[Referring expression data]
Content starts

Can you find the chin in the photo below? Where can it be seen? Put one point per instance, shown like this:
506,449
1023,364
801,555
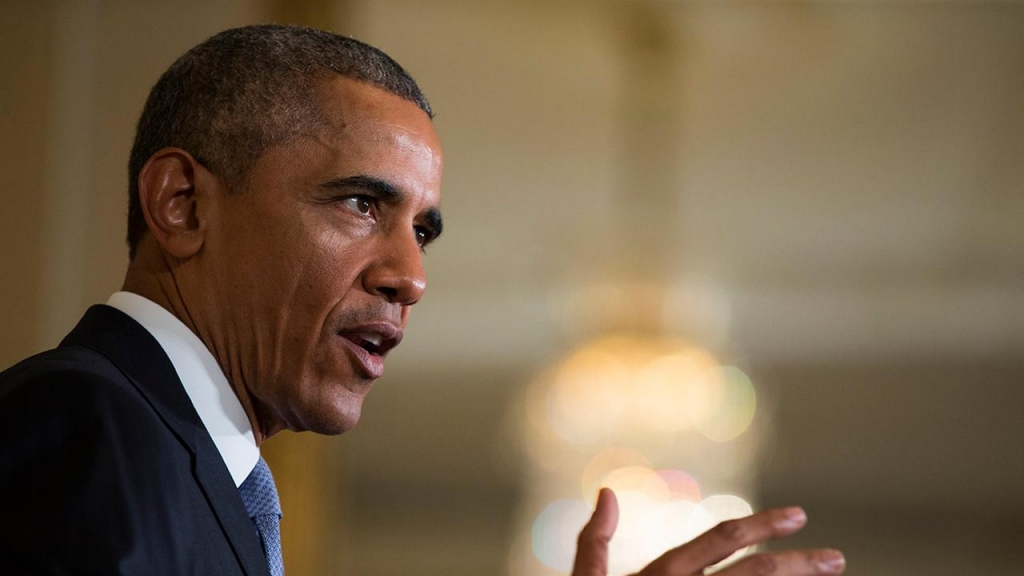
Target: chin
334,415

Content ends

What you return must match the records exactly, apart from the images, which are omitted.

- [TASK RESULT]:
Can you find the chin in the photo below? Where can it be seen? Put one point per instance, shown like this:
506,449
1023,364
801,555
Target: chin
334,415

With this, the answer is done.